**TEXT SHOWN**.
Have you ever wondered who made your clothes? That beautiful red dress you wear when you want to feel extra special. Or the super comfy skinnies you can be found wearing on a daily basis. Or even the gorgeous leather jacket you always get compliments on. These are the questions Fashion Revolution wants you to ask yourself and the brands you wear, using the catchy #whomademyclothes. It’s the official hashtag of Fashion Revolution, but what exactly is that, and why should you care about it?
Fashion Revolution started after the terrible Rana Plaza collapse, where a clothes factory collapsed, burying alive over 1,100 people. I don’t want to put shocking images (just look them up online), but for an industry that’s classified as ‘low risk’, it was an incredible tragedy. To be perfectly honest, as sad as it was, it was also a bit hard for me to relate. After all, now I live in the UK, where no one would be forced to go to work in a building full of cracks that’s about to collapse.
What shocked me a lot was the brands these women were sewing clothes for. It was some of the biggest names in the industry: Mango, Primark and Benetton besides others. These were all brands I owned items from and loved browsing their new-in sections in the search for a new affordable piece. How could fashion that looked so shiny, and so good, be related to such a terrible disaster?
That’s when I started learning more about the damage fast fashion has on both the environment and the people who work in the industry. It was eye-opening, but it didn’t immediately stop me from buying from these stores. It was only after a few years and a lot more reading that I managed to educate myself, but you don’t have to do it the hard way. Fashion Revolution has got you sorted.
WHAT IS FASHION REVOLUTION?
In their own words, they are a global movement of people just like you and me. Working class people, academics, fashion bloggers, brand owners. Their mission is simple: make fashion a fair and transparent industry that values equally the environment, people, profit and creativity. There’s no preaching, no judging: just plenty of useful information and action-packed tips. Because the best way to show that you care is by taking action.

**MATERIAL SHOWN**.

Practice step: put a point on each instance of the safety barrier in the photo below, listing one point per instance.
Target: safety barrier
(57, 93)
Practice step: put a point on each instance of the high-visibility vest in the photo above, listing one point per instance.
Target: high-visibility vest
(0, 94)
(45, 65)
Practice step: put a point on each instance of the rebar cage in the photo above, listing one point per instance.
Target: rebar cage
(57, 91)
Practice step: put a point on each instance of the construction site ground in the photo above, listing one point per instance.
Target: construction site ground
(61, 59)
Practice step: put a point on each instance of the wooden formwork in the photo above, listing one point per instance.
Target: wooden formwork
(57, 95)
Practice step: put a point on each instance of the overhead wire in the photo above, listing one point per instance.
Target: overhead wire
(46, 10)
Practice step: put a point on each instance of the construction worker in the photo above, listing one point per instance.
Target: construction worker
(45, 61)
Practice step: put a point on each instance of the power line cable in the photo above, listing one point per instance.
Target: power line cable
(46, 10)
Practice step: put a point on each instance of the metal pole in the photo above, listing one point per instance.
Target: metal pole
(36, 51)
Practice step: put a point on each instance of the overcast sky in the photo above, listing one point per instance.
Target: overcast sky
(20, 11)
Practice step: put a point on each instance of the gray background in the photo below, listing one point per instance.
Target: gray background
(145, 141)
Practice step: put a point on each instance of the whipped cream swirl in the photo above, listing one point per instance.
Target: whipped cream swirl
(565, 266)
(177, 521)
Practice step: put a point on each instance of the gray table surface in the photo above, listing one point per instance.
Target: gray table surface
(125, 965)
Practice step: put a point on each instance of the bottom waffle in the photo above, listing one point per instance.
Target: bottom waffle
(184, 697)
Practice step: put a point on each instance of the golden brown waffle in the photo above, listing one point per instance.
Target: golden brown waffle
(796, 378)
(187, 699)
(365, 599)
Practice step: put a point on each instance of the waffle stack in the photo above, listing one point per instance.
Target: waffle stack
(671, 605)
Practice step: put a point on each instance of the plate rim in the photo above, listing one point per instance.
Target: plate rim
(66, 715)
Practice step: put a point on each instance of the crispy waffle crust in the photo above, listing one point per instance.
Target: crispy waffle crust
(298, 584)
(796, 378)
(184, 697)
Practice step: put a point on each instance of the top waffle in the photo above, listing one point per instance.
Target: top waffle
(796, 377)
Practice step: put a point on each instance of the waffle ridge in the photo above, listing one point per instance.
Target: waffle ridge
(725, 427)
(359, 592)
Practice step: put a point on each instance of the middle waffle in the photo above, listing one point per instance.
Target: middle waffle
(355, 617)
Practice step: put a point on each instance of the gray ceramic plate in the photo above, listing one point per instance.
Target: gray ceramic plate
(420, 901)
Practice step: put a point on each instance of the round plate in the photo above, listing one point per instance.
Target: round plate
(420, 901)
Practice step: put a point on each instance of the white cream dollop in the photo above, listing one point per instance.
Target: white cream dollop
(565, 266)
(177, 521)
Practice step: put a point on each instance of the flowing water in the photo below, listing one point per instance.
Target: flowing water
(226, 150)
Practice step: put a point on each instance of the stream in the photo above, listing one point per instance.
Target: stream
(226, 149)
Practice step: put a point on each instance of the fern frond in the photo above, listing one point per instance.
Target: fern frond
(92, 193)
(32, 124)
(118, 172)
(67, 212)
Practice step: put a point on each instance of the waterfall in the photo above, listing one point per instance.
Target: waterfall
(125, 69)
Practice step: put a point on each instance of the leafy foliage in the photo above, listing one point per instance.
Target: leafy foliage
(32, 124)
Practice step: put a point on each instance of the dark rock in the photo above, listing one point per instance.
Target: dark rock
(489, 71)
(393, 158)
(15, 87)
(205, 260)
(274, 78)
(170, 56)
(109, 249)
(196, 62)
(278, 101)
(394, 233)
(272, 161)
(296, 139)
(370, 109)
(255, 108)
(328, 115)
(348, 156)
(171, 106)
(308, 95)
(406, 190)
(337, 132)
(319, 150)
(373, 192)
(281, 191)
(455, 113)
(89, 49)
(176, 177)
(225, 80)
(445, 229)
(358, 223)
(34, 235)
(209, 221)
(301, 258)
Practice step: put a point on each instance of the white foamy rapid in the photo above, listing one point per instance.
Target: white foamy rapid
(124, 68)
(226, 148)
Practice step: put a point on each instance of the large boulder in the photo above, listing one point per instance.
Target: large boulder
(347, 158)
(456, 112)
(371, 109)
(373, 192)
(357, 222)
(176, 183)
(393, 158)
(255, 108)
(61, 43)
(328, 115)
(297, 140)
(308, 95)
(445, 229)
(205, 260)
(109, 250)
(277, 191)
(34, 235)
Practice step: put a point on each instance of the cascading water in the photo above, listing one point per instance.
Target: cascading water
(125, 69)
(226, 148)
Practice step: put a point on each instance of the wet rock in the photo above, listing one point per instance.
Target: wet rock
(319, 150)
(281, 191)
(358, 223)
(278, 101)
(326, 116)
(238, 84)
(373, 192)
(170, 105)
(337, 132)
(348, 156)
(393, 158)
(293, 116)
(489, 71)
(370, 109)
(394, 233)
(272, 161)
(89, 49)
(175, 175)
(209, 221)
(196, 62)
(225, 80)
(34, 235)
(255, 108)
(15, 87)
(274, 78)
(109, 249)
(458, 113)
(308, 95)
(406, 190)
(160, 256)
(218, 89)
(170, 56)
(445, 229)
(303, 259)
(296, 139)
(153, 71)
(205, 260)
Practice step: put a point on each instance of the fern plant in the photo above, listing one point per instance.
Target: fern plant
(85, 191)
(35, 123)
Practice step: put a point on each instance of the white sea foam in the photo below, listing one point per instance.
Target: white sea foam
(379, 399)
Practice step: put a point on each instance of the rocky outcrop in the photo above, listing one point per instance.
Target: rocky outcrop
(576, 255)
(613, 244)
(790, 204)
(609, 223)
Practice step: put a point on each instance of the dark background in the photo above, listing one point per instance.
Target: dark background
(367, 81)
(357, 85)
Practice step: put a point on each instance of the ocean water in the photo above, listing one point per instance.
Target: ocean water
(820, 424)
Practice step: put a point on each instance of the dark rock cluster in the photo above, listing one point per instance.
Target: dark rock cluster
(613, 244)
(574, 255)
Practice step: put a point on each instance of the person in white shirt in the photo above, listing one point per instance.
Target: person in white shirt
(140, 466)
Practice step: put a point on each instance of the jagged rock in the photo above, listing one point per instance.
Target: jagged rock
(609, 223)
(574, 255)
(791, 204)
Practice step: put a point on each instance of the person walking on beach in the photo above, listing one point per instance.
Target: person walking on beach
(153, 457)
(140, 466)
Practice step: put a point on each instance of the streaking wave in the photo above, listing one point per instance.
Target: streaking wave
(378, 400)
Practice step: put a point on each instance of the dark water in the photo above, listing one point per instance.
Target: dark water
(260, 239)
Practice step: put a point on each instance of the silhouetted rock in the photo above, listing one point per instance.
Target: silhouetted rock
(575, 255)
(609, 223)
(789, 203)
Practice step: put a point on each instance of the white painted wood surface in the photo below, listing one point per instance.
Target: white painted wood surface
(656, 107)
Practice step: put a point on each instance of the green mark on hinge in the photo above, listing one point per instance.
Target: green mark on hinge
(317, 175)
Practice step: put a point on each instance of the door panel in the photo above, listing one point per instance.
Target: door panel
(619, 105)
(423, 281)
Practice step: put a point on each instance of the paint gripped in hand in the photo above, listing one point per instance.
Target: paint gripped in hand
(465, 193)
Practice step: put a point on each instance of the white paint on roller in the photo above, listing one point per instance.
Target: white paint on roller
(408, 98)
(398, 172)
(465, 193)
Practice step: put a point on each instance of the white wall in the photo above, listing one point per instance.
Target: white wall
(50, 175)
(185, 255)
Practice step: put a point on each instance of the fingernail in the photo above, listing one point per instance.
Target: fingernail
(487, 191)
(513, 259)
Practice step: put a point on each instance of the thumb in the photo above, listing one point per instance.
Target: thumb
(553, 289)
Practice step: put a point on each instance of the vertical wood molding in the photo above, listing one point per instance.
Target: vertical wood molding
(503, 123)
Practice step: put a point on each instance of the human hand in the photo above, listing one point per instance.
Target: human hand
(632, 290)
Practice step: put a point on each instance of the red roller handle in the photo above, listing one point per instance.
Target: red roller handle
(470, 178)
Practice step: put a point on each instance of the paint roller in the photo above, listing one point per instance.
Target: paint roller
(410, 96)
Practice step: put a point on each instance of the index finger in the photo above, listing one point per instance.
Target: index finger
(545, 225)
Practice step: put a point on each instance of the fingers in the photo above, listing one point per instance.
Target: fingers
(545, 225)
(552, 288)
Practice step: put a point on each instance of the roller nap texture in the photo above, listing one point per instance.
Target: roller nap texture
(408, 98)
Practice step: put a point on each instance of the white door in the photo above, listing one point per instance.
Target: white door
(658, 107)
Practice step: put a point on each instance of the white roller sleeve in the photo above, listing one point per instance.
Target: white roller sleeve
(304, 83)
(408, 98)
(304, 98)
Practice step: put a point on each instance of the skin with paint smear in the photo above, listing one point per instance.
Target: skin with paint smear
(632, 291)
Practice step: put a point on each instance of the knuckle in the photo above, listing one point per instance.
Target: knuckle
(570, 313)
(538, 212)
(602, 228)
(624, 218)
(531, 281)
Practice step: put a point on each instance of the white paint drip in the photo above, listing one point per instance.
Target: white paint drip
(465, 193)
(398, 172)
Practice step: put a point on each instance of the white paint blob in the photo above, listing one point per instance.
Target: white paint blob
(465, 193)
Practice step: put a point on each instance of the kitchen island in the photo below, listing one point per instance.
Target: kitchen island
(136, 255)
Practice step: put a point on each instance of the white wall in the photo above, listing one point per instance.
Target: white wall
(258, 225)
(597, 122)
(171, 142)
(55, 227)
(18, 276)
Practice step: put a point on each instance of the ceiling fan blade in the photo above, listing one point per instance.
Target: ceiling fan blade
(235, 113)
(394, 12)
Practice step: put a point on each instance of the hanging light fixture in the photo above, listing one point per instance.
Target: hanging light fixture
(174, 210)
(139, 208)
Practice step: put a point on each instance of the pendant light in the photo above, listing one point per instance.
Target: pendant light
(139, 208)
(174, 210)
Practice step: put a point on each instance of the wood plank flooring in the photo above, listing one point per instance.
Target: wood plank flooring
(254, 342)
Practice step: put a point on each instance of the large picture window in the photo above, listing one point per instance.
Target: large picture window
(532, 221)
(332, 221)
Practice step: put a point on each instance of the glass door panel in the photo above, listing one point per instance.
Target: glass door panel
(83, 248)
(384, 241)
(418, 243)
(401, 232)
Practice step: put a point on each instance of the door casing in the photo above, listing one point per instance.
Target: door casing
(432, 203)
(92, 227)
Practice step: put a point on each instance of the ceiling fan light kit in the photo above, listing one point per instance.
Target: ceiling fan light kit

**GOAL OF THE EXERCISE**. Reproduce the part of the Fashion Revolution text above that opens with the words containing "What shocked me" and closes with "IS FASHION REVOLUTION?".

**SOLVED PROBLEM**.
What shocked me a lot was the brands these women were sewing clothes for. It was some of the biggest names in the industry: Mango, Primark and Benetton besides others. These were all brands I owned items from and loved browsing their new-in sections in the search for a new affordable piece. How could fashion that looked so shiny, and so good, be related to such a terrible disaster?
That’s when I started learning more about the damage fast fashion has on both the environment and the people who work in the industry. It was eye-opening, but it didn’t immediately stop me from buying from these stores. It was only after a few years and a lot more reading that I managed to educate myself, but you don’t have to do it the hard way. Fashion Revolution has got you sorted.
WHAT IS FASHION REVOLUTION?